● What you have to do
Copy out the material below line for line with no changes, leaving out the pictures.

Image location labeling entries
_ _ _ _ _

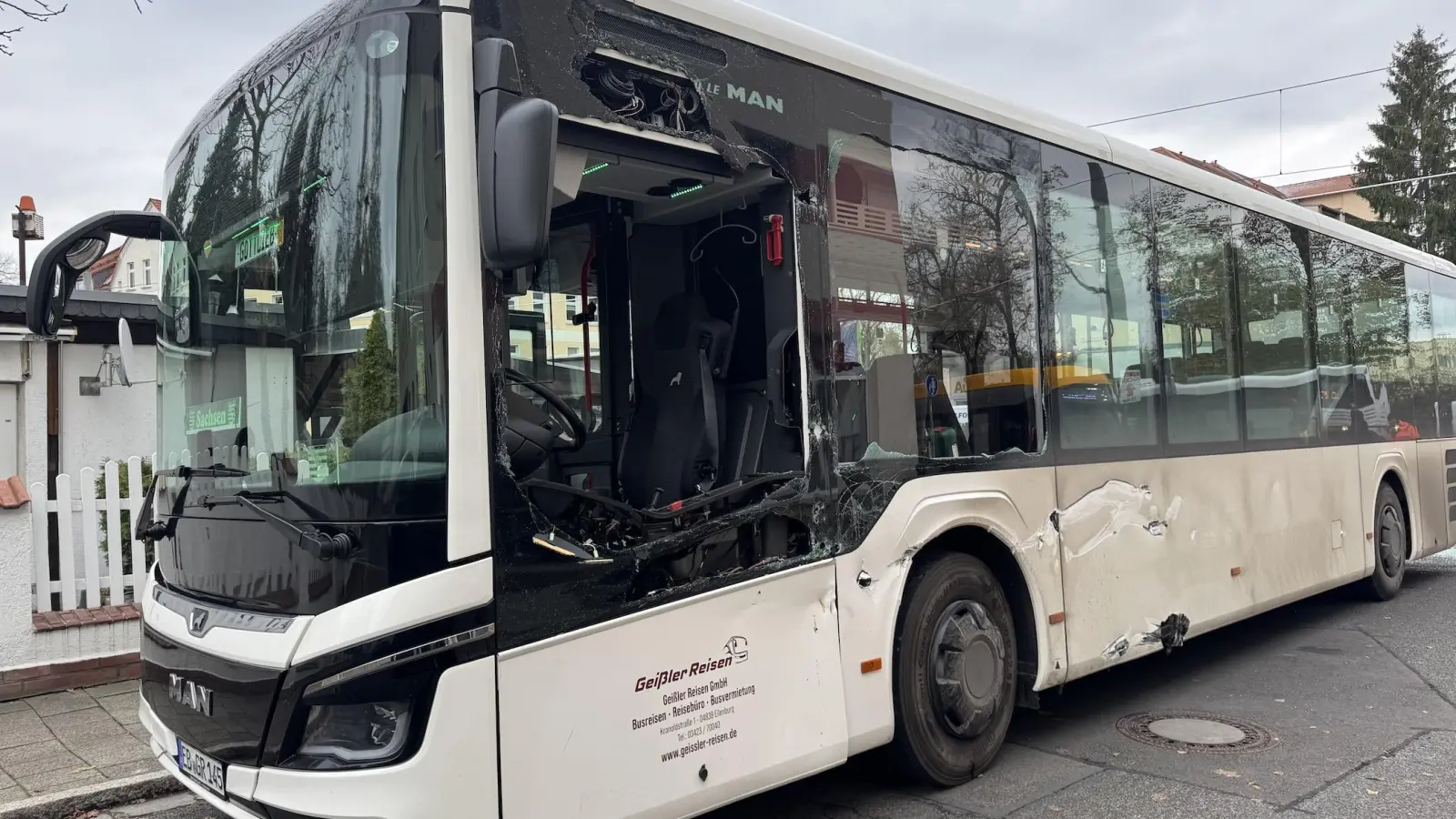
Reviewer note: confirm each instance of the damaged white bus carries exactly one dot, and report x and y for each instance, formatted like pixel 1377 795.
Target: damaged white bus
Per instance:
pixel 618 409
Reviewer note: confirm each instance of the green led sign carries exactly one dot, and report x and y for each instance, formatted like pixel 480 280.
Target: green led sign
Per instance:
pixel 258 241
pixel 215 417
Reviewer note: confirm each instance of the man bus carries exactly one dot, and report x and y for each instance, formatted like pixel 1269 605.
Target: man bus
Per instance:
pixel 511 462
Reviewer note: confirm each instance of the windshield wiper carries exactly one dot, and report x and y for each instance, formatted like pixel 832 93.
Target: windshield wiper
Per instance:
pixel 157 531
pixel 306 537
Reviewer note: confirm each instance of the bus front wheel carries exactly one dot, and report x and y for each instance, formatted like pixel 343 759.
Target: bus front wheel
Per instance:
pixel 1392 542
pixel 954 672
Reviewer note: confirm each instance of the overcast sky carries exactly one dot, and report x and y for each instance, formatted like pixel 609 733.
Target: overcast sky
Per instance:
pixel 92 101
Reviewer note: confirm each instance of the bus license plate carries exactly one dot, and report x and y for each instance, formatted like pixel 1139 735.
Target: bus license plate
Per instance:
pixel 203 768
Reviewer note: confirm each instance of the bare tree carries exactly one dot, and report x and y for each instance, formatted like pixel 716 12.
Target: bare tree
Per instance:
pixel 34 11
pixel 9 268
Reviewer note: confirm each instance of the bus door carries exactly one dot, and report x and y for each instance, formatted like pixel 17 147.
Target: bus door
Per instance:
pixel 667 642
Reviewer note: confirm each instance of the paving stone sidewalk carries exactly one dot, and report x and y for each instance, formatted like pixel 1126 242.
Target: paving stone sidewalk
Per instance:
pixel 72 739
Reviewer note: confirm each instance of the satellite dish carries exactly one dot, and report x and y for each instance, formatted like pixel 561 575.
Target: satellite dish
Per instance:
pixel 127 354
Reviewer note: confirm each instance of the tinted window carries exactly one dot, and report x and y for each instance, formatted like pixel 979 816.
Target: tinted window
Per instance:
pixel 932 248
pixel 1382 344
pixel 1423 350
pixel 1103 382
pixel 1443 327
pixel 1198 329
pixel 1278 329
pixel 1336 270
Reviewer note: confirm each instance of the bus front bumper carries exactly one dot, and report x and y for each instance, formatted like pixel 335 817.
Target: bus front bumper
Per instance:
pixel 451 774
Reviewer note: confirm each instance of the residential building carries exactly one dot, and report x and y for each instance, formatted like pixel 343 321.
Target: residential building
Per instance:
pixel 1331 197
pixel 1220 171
pixel 135 267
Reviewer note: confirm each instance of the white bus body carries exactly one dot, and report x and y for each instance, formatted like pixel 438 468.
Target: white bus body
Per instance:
pixel 956 430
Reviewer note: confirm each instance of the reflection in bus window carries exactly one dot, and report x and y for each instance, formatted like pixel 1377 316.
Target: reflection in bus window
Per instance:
pixel 932 247
pixel 1279 353
pixel 1104 379
pixel 1194 283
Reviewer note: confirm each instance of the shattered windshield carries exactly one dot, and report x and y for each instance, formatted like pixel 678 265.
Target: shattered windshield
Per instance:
pixel 305 334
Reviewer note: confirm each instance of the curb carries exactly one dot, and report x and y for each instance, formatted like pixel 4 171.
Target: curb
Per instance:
pixel 63 804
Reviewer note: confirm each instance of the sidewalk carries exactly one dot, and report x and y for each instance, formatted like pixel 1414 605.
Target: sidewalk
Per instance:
pixel 70 739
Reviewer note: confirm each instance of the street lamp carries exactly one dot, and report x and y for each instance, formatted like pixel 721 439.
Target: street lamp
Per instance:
pixel 26 225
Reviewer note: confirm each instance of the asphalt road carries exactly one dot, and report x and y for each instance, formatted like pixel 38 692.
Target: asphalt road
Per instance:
pixel 1359 698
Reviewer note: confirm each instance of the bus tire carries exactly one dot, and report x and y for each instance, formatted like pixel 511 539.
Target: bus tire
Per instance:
pixel 954 672
pixel 1392 542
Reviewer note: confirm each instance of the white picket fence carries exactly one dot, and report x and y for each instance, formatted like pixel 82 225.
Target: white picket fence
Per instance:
pixel 101 562
pixel 79 532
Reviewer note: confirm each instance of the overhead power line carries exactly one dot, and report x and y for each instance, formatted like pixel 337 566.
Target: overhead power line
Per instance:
pixel 1305 171
pixel 1387 184
pixel 1241 96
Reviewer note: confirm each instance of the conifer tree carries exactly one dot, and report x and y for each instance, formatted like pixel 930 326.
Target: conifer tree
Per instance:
pixel 370 389
pixel 1416 136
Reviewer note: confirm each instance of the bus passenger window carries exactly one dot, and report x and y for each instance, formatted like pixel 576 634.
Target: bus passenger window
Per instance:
pixel 1103 382
pixel 934 256
pixel 1194 283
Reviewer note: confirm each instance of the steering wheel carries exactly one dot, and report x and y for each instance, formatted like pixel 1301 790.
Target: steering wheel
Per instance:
pixel 557 407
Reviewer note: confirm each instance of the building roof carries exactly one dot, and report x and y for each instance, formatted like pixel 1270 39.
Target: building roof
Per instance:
pixel 1318 187
pixel 94 314
pixel 1227 172
pixel 104 271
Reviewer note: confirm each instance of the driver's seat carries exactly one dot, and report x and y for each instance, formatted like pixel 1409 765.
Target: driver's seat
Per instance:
pixel 673 438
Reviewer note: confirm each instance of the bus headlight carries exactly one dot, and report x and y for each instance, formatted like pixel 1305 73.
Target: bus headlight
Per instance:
pixel 356 733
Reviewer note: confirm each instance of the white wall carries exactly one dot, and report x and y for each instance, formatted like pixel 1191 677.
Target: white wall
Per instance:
pixel 138 252
pixel 116 424
pixel 113 426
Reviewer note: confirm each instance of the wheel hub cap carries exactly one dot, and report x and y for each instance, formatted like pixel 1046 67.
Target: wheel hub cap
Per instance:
pixel 967 666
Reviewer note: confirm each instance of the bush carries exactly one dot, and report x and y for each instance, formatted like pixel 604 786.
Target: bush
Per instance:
pixel 124 480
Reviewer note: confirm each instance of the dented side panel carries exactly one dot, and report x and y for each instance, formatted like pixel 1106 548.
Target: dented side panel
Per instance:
pixel 1158 551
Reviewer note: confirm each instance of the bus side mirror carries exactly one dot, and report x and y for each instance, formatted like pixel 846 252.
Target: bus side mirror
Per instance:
pixel 63 263
pixel 516 160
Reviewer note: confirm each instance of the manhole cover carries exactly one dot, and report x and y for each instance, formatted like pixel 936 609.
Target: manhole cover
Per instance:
pixel 1206 733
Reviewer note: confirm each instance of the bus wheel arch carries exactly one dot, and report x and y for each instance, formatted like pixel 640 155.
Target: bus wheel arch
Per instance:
pixel 968 573
pixel 1398 484
pixel 1392 542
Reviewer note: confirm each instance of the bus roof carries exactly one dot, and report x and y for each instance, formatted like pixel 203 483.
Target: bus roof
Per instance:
pixel 814 47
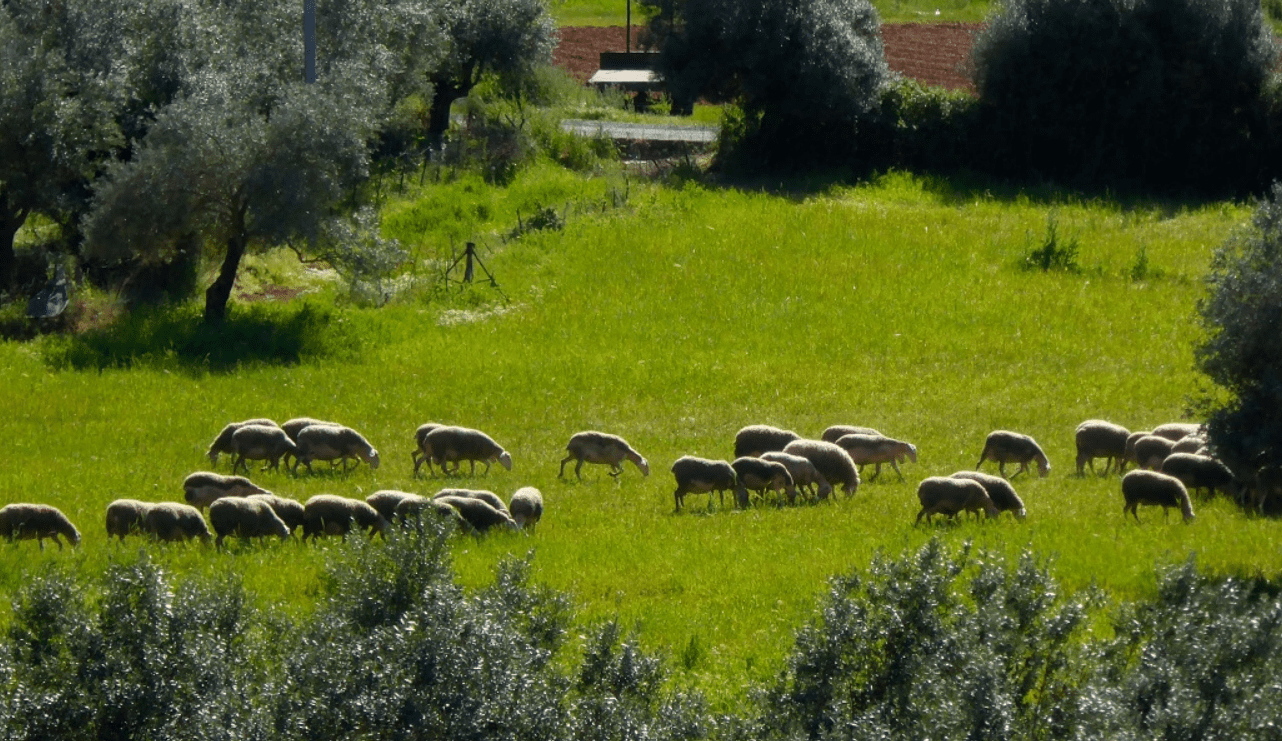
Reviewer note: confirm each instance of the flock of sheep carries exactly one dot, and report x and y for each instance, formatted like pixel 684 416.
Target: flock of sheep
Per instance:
pixel 1171 460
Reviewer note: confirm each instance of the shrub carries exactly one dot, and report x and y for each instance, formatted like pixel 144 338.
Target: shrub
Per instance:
pixel 1163 94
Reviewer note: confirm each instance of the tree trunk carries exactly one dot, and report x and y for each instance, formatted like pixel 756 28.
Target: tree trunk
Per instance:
pixel 221 290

_ _ _ _ _

● Expected answer
Reviewer note: confirm each instance of the damaged white bus carries exactly one dot, and report x and y for each instance, formatted like pixel 1377 795.
Target: damaged white bus
Per instance:
pixel 618 409
Reviewer note: confirm each instance of the green led sign carries exactly one dot, and report x and y for each instance, formatted like pixel 480 280.
Target: green led sign
Per instance:
pixel 258 241
pixel 215 417
Reviewer note: confirm each instance of the man bus carries exactly one dot, and report x and y for each instance, formatted like pixel 1269 605.
Target: man bus
Per instance:
pixel 511 462
Reviewer note: confirm each instance of the windshield wiper carries exactly one dot, and report x and y for each instance, formatted like pixel 832 93.
Target: windshield wiper
Per instance:
pixel 157 531
pixel 306 537
Reviewer note: confirm each instance of the bus front wheel carries exactly one dot, and report x and y for each instance, formatted like pixel 343 759.
Target: bus front wheel
Per instance:
pixel 1392 542
pixel 954 672
Reviewer note: confirm each instance of the overcast sky carries exactly one dot, and report x and y for each instance, formatted like pixel 609 733.
Target: overcast sky
Per instance:
pixel 92 101
Reviewer note: confirm each instance of the bus license plate carries exactly one dot, and report x and y for each instance, formatted like pixel 1139 735.
Target: bus license plate
Per instance:
pixel 203 768
Reviewer note: confirm each instance of the bare tree carries exactly one dot, and report x and y for each instance, formatted like pixel 716 12.
Target: bare tree
Per instance:
pixel 34 11
pixel 9 268
Reviewer note: confirm each instance of the bus door carries exactly one dot, and report x and y for each instance, formatted like pixel 17 147.
Target: bus door
Per instance:
pixel 667 642
Reviewer note: confirm each instance of the paving stone sidewalk carries exactly one dot, and report x and y for each instance, formatted like pixel 1126 242.
Target: paving stone sidewalk
Per instance:
pixel 72 739
Reviewer note: confirm each instance of the satellite dish carries exactly one dot, and report x and y for each instance, formatted like pixel 561 575.
Target: satellite dish
Per instance:
pixel 127 354
Reviewer note: confirm each instance of the tinted window carries exactly one dot, and report x and y for each instance, formatted like pixel 979 816.
Target: tinted window
Per instance:
pixel 932 248
pixel 1382 344
pixel 1423 350
pixel 1103 382
pixel 1443 327
pixel 1198 329
pixel 1278 329
pixel 1336 270
Reviewer note: confirm each instance of the bus front bumper carries exactly one dot, and report x and y for each instance, formatted like pixel 335 817.
Target: bus front bumper
Per instance:
pixel 451 774
Reviewer note: confirm each instance of the residential building carries exactly one dot, and report x and y for each instance, formatted like pixel 343 321.
Target: residential building
Per instance:
pixel 1331 197
pixel 1220 171
pixel 135 267
Reviewer note: confirm each instance of the white bus body carries exactly one dot, and report x and y for each instance, formatted like pixel 438 468.
Target: white bus body
Per instance:
pixel 956 430
Reviewer note: confirm each instance of the reflection in bus window carries exactly one dot, and report x and y for each instance, formatted like pixel 1377 316.
Target: reflection in bus window
Per instance:
pixel 932 247
pixel 1279 353
pixel 1104 379
pixel 1194 283
Reviewer note: confirm each instance of the shattered windshield carries exactly one dot, and report x and y for each instance, formatted like pixel 678 265.
Target: shattered windshield
Per instance:
pixel 305 334
Reviewer note: confirm each instance of the curb carries exactly one dot, and report x and y for each instance, formatted like pixel 4 171.
Target: curb
Per instance:
pixel 63 804
Reviewer note: confirm each instance of the sidewalk carries exactly one dot, and report x and y for each instance, formatted like pixel 1414 605.
Target: sidewalk
Per instance:
pixel 70 739
Reviewer note: confirm each instance of the street lamp carries exactly one dot, and report x and y for each instance, formatted like pixel 721 439.
Target: street lamp
Per instance:
pixel 26 225
Reviewer note: confirm each instance of the asphalt road carries exactly one dot, and report x and y for each instance, formatted like pixel 38 692.
Target: asphalt road
Per instance:
pixel 1359 698
Reviewer note: confirm each instance of the bus tire carries exactly one dot, and report x and y for each instance, formatted like pixel 511 539.
Target: bus tire
Per instance:
pixel 954 672
pixel 1392 542
Reviewer note: confirm each instance of the white picket fence carries exactly one dot, and report x and y for each instance, formatted like pixel 82 225.
Target: white picket fence
Per instance:
pixel 101 562
pixel 79 532
Reviewer note: confirm each instance of the overhead power line carries exactly one dot, and report x and y for each instance, formatted like pixel 337 566.
Target: overhead power line
Per instance:
pixel 1305 171
pixel 1387 184
pixel 1241 96
Reviewer note: confirm each instance of the conifer tree carries exactly one dot, and report x and y for each instance, formatted like pixel 930 326.
Target: conifer tree
Per instance:
pixel 370 389
pixel 1416 136
Reviewer note: confirm each instance of the bus passenger window carries exactly one dot, and report x and y for each instance, formatted like pixel 576 634.
Target: bus passenger window
Per instance:
pixel 1103 382
pixel 934 256
pixel 1194 283
Reviewer note: confirm each instance of the steering wheel carries exactly one dot, and report x and y for each instance, formatted like pixel 1301 790.
Target: steering wheel
Per instance:
pixel 557 407
Reviewer note: confirm each instance of the building roof carries exactly one dot, and report x and y for each instance, formatted like pixel 1270 39.
Target: building roof
Per instance:
pixel 1318 187
pixel 94 314
pixel 1227 172
pixel 104 271
Reviewer note: confirm each instance of the driver's seat carries exactly one dot, and report x and y for each instance, formatted like pixel 1409 765.
Target: driver's seat
Per instance:
pixel 673 438
Reviewer note: confirm each instance of the bus headlight carries exactly one dot, and report x and y for each instance, formatted like pixel 1305 73.
Target: bus headlight
Per instance:
pixel 356 733
Reviewer note: confirm each instance of the white wall carries exactly one dot, and report x and y for each instance, formatted like pixel 1191 677.
Target: white wall
Per instance:
pixel 138 252
pixel 116 424
pixel 113 426
Reviewer note: confirm each instance of the wheel hub cap carries exactly one dot, and report x and y for each instance, formatted like pixel 1046 67.
Target: wheel hub cap
Per instance:
pixel 967 666
Reviewer note: confirm each instance of the bush carries exactly one dot, and report x and y for each instance, formatted like pixel 604 786.
Target: bush
Per instance:
pixel 124 480
Reviewer note: confirm each instance of the dented side panel carries exactly one dot, and report x and y for each instance, formatted like pixel 1106 548.
Target: dented side panel
Per instance:
pixel 1158 551
Reviewer note: confirm each instance of the bus side mirror carries exactly one dot, and report x and y for each instance, formatted like pixel 846 252.
Target: bus side mirror
Per instance:
pixel 63 263
pixel 516 160
Reviewer note: confirm each instance of the manhole cover carries exactly one dot, and report x and y for each instance, formatted like pixel 936 609.
Target: manhole cover
Per instance:
pixel 1206 733
Reviewer note: confirm each instance of the bus wheel arch carries exactly one dot, and report x and y for each instance, formatted like pixel 640 155.
Target: bus wheel arch
Per instance:
pixel 968 573
pixel 1398 484
pixel 1392 542
Reviewer note: confirm each instance of the bus roof carries exactly one dot, and report x and y for each instance, formatted like pixel 203 483.
Target: bus roof
Per instance:
pixel 814 47
Reviewer note: confirm each instance of the flock of sheep carries exactly one dot, and report x and y for each instance, formatted like pixel 684 416.
Target: flock of sheep
Per instance:
pixel 1171 460
Reviewer note: confirm each instance of the shrub carries exactly one dot, and report x and y for each instance, formatted like pixel 144 338.
Target: shrub
Per instance:
pixel 1163 94
Reviewer note: confirm each instance of the tree trunk carries exactly one dot, and report x and y for each instance, formatted like pixel 756 28.
Target: tree trunk
Per instance:
pixel 221 290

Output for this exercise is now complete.